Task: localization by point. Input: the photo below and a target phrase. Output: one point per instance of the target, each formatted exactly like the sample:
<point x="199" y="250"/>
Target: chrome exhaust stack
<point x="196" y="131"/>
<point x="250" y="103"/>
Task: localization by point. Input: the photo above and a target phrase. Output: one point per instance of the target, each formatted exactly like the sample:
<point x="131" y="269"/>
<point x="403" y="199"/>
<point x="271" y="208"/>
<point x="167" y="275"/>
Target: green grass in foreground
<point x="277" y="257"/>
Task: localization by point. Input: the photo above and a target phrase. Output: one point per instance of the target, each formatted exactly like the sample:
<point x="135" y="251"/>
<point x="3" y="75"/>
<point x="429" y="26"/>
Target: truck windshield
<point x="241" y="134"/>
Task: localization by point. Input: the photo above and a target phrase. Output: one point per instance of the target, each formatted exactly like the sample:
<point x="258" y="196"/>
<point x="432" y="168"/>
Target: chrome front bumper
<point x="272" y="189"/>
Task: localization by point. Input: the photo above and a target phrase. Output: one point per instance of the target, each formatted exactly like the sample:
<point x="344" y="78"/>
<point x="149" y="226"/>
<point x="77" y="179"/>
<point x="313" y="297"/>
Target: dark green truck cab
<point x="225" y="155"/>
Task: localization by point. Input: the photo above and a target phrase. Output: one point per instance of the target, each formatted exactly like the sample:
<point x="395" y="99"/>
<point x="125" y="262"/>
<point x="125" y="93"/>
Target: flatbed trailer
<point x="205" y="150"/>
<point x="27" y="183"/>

What you have to do: Copy each entry exactly. Omit none.

Task result:
Task: localization by point. Input: the photo below and a target phrase. Output: one point per instance of the target, each formatted exactly like the sample:
<point x="199" y="250"/>
Target: chrome exhaust stack
<point x="196" y="131"/>
<point x="250" y="103"/>
Task: localization by point. Input: the photo above and a target phrase. Output: one point per instance of the target, each formatted exactly like the sample:
<point x="131" y="269"/>
<point x="403" y="199"/>
<point x="271" y="208"/>
<point x="167" y="275"/>
Target: green grass in foreground
<point x="277" y="257"/>
Task: localization by point. Input: the photo above and a target phrase. Output: one point per instance of the target, each formatted exactly like the sample:
<point x="135" y="251"/>
<point x="3" y="75"/>
<point x="429" y="26"/>
Target: truck windshield
<point x="241" y="134"/>
Task: localization by point. Input: the photo above and a target phrase. Output: one point per instance of the target, each formatted exactly like the sample:
<point x="258" y="196"/>
<point x="432" y="168"/>
Target: chrome front bumper
<point x="272" y="189"/>
Task: localization by point. Input: the photo above and a target phrase. Output: one point per instance of the target, each formatted exactly like the sample:
<point x="344" y="78"/>
<point x="149" y="226"/>
<point x="77" y="179"/>
<point x="313" y="297"/>
Target: dark green truck cab
<point x="225" y="155"/>
Task: localization by point. Input: the photo above and a target phrase. Output: one point per instance of the target, each formatted exactly like the sample:
<point x="395" y="99"/>
<point x="125" y="262"/>
<point x="125" y="93"/>
Target: flatbed trailer
<point x="205" y="150"/>
<point x="27" y="183"/>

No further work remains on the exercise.